= YOUR OBJECTIVE =
Copy every one of the rows below word for word, keeping each line unchanged.
----
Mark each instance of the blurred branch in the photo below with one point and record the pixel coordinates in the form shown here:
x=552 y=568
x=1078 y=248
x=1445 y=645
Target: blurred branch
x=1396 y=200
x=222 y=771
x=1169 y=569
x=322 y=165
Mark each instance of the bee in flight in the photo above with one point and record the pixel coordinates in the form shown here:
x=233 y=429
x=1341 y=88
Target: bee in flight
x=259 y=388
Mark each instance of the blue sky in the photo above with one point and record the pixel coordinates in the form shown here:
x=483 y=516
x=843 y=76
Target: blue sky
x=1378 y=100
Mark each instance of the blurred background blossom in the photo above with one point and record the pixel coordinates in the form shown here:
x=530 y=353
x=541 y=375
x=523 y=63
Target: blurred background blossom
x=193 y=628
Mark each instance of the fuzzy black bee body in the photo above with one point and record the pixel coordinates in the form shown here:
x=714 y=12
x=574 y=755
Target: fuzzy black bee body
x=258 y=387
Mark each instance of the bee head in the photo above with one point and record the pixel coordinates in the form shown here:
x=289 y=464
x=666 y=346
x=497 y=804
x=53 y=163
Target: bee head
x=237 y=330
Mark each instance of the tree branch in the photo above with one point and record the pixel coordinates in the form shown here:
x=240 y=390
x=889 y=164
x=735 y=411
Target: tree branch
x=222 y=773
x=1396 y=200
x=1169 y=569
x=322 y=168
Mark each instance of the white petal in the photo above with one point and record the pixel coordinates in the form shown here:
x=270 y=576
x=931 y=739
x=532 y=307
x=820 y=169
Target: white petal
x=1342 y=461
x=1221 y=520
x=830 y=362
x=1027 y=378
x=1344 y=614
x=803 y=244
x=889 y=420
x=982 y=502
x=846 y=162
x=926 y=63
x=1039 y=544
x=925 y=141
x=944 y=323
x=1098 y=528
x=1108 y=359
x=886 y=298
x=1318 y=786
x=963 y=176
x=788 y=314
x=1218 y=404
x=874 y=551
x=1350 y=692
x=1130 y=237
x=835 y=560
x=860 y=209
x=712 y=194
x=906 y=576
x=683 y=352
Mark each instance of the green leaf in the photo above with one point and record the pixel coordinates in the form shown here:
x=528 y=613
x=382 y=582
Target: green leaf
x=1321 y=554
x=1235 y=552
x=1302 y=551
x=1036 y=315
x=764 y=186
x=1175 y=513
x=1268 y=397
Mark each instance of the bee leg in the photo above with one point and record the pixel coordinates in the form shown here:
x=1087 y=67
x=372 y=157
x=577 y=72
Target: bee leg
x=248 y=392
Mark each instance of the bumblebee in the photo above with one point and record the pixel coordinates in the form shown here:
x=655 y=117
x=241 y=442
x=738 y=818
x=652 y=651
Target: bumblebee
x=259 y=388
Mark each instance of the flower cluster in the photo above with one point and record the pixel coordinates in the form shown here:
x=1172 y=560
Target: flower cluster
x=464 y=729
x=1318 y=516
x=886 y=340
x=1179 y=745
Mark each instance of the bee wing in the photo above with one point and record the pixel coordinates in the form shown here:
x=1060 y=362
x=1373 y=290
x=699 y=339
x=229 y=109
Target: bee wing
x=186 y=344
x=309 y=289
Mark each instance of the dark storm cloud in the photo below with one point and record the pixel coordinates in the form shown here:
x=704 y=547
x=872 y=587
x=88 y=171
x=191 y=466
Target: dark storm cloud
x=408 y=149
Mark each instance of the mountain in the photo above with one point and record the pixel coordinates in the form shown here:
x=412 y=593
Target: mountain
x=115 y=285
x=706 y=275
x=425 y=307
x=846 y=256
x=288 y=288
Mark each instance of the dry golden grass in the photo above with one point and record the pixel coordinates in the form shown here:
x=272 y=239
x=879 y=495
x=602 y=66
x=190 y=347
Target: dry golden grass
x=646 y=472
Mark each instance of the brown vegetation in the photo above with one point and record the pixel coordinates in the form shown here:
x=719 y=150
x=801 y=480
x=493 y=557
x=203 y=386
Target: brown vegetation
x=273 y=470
----
= OUTPUT FOR THIS TASK =
Mark each instance of the blurred branch in the photo below with one point and record the pixel coordinates in the form shown here:
x=552 y=568
x=1078 y=248
x=1445 y=645
Target: blurred branch
x=1396 y=200
x=222 y=771
x=1169 y=569
x=322 y=165
Mark each instance of the bee in flight in the photo above with one point and record the pixel coordinates in the form shown here:
x=233 y=429
x=1341 y=88
Target: bee in flight
x=259 y=388
Mark each instance of the blue sky in the photo above with one point and record the pixel coordinates in the form shown here:
x=483 y=516
x=843 y=76
Target: blue sky
x=1378 y=100
Mark each instance of the blurred background blossom in the photo above with one point and record the pixel coordinates in the form shown here:
x=530 y=353
x=541 y=375
x=523 y=63
Target: blurred background blossom
x=193 y=628
Mark each instance of the fuzzy black bee body in the photo above with one point and record the pixel coordinates in the form shown here:
x=714 y=12
x=574 y=755
Target: fuzzy black bee body
x=258 y=387
Mark each instance of the bee head in the photo above with one point and record the pixel coordinates in the form shown here:
x=289 y=464
x=666 y=346
x=497 y=804
x=53 y=163
Target: bee head
x=237 y=330
Mark each instance of the tree branch in the photo above with one point and record the pixel coordinates in the form shown here:
x=240 y=390
x=889 y=164
x=735 y=411
Target: tree branch
x=222 y=773
x=1396 y=200
x=1169 y=569
x=322 y=168
Mark each instance of the white petal in the photo above with one point and record the pixel coordinates in the form shown here:
x=270 y=576
x=931 y=739
x=532 y=307
x=820 y=169
Target: white petal
x=1342 y=461
x=1221 y=520
x=830 y=362
x=1027 y=378
x=1344 y=614
x=803 y=244
x=889 y=420
x=982 y=502
x=846 y=162
x=926 y=63
x=1039 y=544
x=925 y=141
x=944 y=323
x=1098 y=528
x=1108 y=359
x=886 y=298
x=1318 y=786
x=963 y=176
x=788 y=314
x=1218 y=404
x=874 y=551
x=1350 y=692
x=1130 y=237
x=835 y=560
x=860 y=209
x=712 y=194
x=906 y=576
x=683 y=352
Mark each instance of the green leaf in the photo above with one point and record the pixel coordinates in the form shown here:
x=528 y=613
x=382 y=582
Target: green leaf
x=1321 y=554
x=1235 y=552
x=1302 y=551
x=1036 y=315
x=764 y=186
x=1175 y=513
x=1268 y=397
Mark each instance of the bee leg in the photo above with one point and record the pixel coordinates in the form shown here:
x=1087 y=67
x=372 y=157
x=577 y=72
Target: bee leg
x=248 y=392
Mark each instance of the bumblebee in the photo above with one point and record the pixel coordinates in the form shown here:
x=655 y=117
x=241 y=442
x=738 y=818
x=652 y=651
Target: bumblebee
x=259 y=388
Mark each instance of the flower cluster in the photo above with one point and record the pixel coordinates in the form shown here:
x=1172 y=560
Target: flower cluster
x=464 y=729
x=1318 y=516
x=886 y=340
x=1179 y=745
Mark each instance of the bee wing in the photo above with one point and record the pixel coordinates in the form shown here:
x=1060 y=362
x=1373 y=290
x=699 y=339
x=229 y=109
Target: bee wing
x=186 y=344
x=309 y=289
Mark each instance of the dark storm cloud in the photo below with one point and record the pixel coordinates in the form shown here:
x=704 y=547
x=872 y=587
x=88 y=171
x=191 y=466
Target: dark storm cloud
x=408 y=149
Mark each instance of the mountain in the photo above with one point and record the pixel coordinates in the form shown here:
x=412 y=593
Target: mountain
x=115 y=285
x=706 y=275
x=425 y=307
x=846 y=256
x=288 y=288
Mark each instance of the dry golden grass in the photo above with one point and record the pixel coordinates in the form shown here:
x=272 y=239
x=879 y=495
x=602 y=66
x=190 y=347
Target: dry golden grass
x=646 y=472
Mark each instance of the brown vegetation in the photo above with one point and record the pixel coordinates in the form shown here:
x=719 y=150
x=801 y=480
x=493 y=557
x=203 y=386
Target: brown vegetation
x=273 y=470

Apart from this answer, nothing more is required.